◆ TASK REQUIREMENTS:
**a.** List every prophet named in the source extract on iman and Islam.
**b.** Write the passage that follows the final sentence of the source extract on iman and Islam.

◆ SOURCE EXTRACT:
— BEGIN —
There is no “quick” cure. Just do the things which will increase your iman and gradually your situation will improve. Iman is increased by doing additional good deeds sincerely, and carefully avoiding sinful deeds as sins decrease iman.

Allah Almighty says in the Holy Qur’an:

إِنَّ الَّذِينَ آمَنُوا وَعَمِلُوا الصَّالِحَاتِ لَهُمْ أَجْرٌ غَيْرُ مَمْنُونٍ ﴿٨

 “For those who believe and work righteous deeds; is a reward that will never fail.”

So, apply this simple formula in your life and your state will be transformed for sure, in shaa Allah.

 

Did Islam appear in the 6th century for the first time?

Islam is not looked at as being something which showed up for the first time in history in the 6th century, by the efforts of Prophet Muhammad (صلى الله عليه وسلم), based on revelation which he received from God. We don’t look as Islam as having begun at that point. Islam began when the first man created, who was also the first prophet; Adam, and from Adam’s time to that of Muhammad’s, there were a number of prophets who came in between. All of these prophets are considered to be prophets of Islam. The teachings that they brought were teachings of Islam because Islam fundamentally means submission to the will of God. This is the essence of the religion which was brought by all of the prophets and that religion was one. People in time, due to nationalistic reasons or cultural reasons, etc. gave different names to the religions which were brought by the prophets, but the essence of that religion is one and it is fundamentally, submission to the will of God. This is why we say that Islam, when we talk about it in the final form, is a part and parcel of the Islam which was brought by all of the prophets. So in Islam, in its final form which appeared in the 6th century, we find that there are certain things that existed amongst the Arabs at a time when the message came. This is because, although the message is a universal message, and this is something made very clear in the Quran, we find the prophets that came before, like Jesus and Moses, who were sent to particular people in particular places for particular periods of time. Their later followers tried to universalize the message. However, when we look even at the existing writings that have been attributed to the prophets, we find that these prophets were sent to particular people, and thus, when we look in the Quran, we find numerous references where God says that Muhammad was sent as a mercy to all mankind .
— END —
◆ PROVIDED INFORMATION:
— BEGIN —
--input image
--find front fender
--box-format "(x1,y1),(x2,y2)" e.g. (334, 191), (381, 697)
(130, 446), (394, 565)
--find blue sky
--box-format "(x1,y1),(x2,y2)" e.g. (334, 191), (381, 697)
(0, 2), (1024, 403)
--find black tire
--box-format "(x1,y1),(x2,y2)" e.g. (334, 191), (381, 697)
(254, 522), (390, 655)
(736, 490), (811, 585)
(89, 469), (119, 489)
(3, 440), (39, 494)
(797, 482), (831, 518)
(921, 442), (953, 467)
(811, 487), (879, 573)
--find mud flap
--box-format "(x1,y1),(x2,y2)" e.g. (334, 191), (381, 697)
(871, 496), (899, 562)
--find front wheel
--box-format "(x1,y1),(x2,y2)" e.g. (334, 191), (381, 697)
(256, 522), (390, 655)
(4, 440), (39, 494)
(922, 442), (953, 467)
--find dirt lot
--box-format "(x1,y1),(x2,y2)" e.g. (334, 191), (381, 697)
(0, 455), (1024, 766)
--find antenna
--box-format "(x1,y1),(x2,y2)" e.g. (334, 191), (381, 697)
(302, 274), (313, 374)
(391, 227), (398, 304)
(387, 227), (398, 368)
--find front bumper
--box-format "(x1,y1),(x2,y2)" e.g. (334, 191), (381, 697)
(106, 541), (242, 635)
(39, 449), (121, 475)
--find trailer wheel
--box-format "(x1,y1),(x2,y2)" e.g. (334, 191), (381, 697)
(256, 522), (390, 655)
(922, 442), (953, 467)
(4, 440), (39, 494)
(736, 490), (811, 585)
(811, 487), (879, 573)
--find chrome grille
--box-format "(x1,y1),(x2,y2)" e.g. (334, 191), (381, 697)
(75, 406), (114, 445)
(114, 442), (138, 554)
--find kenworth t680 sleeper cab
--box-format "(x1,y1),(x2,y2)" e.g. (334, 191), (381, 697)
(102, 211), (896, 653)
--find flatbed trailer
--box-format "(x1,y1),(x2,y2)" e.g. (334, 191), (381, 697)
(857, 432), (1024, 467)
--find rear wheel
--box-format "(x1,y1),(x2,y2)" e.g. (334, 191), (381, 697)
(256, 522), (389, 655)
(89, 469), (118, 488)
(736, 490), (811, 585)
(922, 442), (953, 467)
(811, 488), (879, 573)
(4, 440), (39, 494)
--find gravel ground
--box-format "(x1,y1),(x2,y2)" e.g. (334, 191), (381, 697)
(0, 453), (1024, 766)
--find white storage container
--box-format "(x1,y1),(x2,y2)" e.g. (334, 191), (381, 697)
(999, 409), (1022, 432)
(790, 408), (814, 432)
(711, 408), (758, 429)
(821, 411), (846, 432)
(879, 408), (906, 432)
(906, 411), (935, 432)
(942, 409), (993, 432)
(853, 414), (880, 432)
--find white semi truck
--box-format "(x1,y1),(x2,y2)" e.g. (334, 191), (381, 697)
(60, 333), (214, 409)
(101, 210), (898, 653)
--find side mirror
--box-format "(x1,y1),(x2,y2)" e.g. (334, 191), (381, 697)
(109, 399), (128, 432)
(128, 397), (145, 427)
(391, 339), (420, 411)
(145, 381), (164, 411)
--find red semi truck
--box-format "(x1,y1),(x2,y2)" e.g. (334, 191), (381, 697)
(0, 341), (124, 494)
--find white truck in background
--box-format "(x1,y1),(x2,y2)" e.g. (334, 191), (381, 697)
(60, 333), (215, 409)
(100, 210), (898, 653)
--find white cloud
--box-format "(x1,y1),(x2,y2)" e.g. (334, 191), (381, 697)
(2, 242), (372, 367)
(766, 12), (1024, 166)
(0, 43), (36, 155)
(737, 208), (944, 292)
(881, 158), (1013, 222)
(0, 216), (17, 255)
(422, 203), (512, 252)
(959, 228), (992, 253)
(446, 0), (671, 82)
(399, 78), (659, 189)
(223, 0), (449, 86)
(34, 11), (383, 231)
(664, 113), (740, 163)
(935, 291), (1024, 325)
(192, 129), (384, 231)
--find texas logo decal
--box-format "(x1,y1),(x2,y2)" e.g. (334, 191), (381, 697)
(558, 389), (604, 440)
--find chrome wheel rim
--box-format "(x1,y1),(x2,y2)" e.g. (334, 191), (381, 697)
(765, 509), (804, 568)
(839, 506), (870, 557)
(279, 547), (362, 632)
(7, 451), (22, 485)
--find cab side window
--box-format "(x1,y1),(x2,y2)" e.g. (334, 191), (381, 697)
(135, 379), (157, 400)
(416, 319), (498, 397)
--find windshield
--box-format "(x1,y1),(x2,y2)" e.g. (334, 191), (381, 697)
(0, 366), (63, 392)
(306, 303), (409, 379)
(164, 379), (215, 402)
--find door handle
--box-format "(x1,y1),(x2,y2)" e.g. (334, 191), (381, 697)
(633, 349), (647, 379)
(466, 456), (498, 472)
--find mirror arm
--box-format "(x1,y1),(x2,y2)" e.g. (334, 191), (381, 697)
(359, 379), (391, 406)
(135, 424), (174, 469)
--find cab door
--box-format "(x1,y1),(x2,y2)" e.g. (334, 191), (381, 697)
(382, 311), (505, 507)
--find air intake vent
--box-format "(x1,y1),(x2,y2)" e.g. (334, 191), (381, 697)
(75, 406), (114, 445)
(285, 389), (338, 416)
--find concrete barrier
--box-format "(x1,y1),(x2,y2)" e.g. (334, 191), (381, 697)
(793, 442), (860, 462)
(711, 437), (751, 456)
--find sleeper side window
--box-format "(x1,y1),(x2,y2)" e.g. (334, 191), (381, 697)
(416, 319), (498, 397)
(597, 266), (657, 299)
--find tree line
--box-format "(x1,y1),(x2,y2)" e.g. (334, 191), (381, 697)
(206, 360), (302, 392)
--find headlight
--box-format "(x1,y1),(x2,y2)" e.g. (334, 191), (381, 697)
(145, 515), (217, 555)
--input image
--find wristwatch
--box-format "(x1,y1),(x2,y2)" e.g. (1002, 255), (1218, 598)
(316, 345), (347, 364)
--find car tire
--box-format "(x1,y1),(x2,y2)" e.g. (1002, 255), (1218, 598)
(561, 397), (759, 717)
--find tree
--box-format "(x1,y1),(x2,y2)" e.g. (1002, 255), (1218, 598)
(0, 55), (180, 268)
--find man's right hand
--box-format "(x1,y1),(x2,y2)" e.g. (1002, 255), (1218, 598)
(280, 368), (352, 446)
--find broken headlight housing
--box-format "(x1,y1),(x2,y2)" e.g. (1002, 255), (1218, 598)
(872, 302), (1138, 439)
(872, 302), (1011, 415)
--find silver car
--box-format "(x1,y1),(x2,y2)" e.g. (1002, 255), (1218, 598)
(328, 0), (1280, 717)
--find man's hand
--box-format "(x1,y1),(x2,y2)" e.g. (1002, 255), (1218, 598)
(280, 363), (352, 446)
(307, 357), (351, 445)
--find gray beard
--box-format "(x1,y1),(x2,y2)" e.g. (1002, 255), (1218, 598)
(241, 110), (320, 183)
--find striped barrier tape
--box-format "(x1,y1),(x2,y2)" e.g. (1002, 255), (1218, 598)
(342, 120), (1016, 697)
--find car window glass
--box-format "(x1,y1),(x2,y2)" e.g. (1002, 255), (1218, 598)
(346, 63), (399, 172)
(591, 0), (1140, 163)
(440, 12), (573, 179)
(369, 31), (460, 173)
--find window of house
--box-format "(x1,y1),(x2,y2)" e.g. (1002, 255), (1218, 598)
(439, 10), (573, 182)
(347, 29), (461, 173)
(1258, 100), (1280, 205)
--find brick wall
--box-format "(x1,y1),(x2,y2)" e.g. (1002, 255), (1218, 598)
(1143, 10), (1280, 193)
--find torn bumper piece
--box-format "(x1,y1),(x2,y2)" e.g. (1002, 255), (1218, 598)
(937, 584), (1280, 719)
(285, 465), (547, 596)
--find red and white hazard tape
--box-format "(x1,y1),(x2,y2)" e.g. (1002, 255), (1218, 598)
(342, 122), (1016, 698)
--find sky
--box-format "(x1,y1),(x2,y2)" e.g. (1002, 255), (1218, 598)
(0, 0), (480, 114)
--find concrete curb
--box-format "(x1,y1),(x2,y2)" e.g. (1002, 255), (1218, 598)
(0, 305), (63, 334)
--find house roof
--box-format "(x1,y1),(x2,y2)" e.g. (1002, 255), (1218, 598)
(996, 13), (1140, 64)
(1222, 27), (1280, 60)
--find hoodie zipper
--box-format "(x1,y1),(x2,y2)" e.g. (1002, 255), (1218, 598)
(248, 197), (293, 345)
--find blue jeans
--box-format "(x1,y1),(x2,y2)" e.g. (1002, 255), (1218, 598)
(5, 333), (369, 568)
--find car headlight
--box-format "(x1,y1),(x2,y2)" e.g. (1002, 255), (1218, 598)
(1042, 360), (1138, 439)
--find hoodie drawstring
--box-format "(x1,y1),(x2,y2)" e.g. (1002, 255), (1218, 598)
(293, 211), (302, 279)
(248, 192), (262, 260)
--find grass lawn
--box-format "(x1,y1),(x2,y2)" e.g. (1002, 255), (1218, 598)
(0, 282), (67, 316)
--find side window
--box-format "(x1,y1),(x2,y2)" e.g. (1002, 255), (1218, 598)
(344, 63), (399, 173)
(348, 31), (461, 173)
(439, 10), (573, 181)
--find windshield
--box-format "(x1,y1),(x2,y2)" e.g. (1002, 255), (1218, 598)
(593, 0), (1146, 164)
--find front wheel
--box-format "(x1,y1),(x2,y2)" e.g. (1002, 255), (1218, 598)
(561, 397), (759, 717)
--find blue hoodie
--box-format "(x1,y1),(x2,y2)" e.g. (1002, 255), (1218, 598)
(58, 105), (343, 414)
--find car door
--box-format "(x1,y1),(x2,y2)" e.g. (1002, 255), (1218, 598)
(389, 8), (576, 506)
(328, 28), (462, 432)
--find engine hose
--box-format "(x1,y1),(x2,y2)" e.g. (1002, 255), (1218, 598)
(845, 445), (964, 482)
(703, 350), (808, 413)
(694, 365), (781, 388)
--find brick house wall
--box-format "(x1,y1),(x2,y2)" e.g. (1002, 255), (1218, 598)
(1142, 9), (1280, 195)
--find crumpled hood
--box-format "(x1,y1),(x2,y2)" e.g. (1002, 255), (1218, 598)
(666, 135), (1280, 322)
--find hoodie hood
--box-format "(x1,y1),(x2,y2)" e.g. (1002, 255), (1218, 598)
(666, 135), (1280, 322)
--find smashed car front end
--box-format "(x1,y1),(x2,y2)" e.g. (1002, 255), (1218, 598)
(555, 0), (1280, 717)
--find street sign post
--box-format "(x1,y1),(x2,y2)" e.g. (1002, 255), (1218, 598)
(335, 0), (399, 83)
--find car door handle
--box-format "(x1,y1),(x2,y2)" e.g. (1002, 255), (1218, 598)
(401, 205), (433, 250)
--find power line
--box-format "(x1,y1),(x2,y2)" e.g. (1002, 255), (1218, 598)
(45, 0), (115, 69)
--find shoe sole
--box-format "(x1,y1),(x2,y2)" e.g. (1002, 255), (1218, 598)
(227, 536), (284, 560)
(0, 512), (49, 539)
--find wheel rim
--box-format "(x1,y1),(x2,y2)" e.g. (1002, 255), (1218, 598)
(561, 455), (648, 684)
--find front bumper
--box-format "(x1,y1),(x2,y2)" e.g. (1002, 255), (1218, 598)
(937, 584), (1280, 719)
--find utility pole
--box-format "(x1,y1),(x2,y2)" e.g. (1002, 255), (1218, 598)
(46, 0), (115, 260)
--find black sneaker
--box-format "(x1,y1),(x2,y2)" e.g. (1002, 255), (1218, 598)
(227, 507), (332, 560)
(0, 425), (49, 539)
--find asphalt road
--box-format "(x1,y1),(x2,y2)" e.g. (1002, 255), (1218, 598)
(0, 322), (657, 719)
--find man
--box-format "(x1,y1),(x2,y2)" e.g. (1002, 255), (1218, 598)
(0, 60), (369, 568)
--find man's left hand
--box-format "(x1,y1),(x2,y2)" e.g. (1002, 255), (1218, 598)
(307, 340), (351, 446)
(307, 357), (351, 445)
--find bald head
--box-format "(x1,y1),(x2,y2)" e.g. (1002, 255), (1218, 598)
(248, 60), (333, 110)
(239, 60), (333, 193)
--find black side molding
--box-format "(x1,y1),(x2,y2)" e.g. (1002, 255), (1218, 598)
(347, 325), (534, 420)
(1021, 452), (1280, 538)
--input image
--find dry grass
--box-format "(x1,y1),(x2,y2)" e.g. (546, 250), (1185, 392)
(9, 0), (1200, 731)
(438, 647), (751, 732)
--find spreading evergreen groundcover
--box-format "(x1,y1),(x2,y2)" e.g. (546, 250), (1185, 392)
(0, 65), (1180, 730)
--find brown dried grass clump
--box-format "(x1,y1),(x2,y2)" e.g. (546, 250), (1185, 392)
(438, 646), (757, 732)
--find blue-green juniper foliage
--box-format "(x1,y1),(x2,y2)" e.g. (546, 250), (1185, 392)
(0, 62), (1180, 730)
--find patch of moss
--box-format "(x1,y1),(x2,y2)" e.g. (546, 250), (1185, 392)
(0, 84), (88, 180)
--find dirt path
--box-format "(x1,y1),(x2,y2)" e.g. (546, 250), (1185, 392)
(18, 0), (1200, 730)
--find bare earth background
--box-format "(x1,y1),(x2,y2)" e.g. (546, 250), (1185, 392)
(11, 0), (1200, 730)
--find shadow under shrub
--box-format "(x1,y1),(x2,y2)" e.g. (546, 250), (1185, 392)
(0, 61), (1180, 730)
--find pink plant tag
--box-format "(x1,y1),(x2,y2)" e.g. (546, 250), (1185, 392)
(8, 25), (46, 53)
— END —
◆ ANSWERS FOR THE TASKS:
**a.** Adam, Muhammad, Jesus, Moses

**b.**
Assalam.o.alikum. Shaykh, I am here to ask you the shar’ee view on my divorce matter. Please help me as I’m in a very critical situation. My husband divorced me thrice with a break on a single telephonic conversation (in one time). During his act, we were both familiar with what he was doing. But after that he realized what he did. Is this considered a single divorce? Everyone gives me different opinions. Please tell me what I should do. We both want to get rujuoo (live together), as we love each other very much and we can’t live without each other. But, can we?

Wa alaykum salaam. If your case has not already been taken to the authorities and a ruling made in the court, the correct view is that it counts as one divorce, whether it is uttered in a single phrase, such as saying “You are thrice divorced” or in repeated words such as saying, “You are divorced, you are divorced, you are divorced.” This is the view favored by Shaykh al-Islam Ibn Taymiyah (may Allah have mercy on him) and was the view regarded as most correct by Shaykh al-Sa’di (may Allah have mercy on him) and Shaykh Ibn ‘Uthaymeen (may Allah have mercy on him).

They quoted as evidence the hadeeth narrated by Muslim (1472) from Ibn ‘Abbaas (may Allah be pleased with him) who said: At the time of the Messenger of Allah (peace and blessings of Allah be upon him), Abu Bakr and the first two years of ‘Umar’s caliphate, a threefold divorce was counted as one. Then ‘Umar ibn al-Khattaab said: “People have become hasty in a matter in which they should take their time. I am thinking of holding them to it. So he made it binding upon them.”

 

Does Allah favour a nation to fight against another i.e., favouring some people over others?

Well, yes! Allah favours some people over others, as Allah favours some individuals over others. There are numbers of verses in the Quran where Allah speaks about some people being favoured over others by Him. Even some Prophets were favoured more than other Prophets. Therefore, this concept is not strange, because Allah repels some people and favours others, as He uses them to repel many people and to save others.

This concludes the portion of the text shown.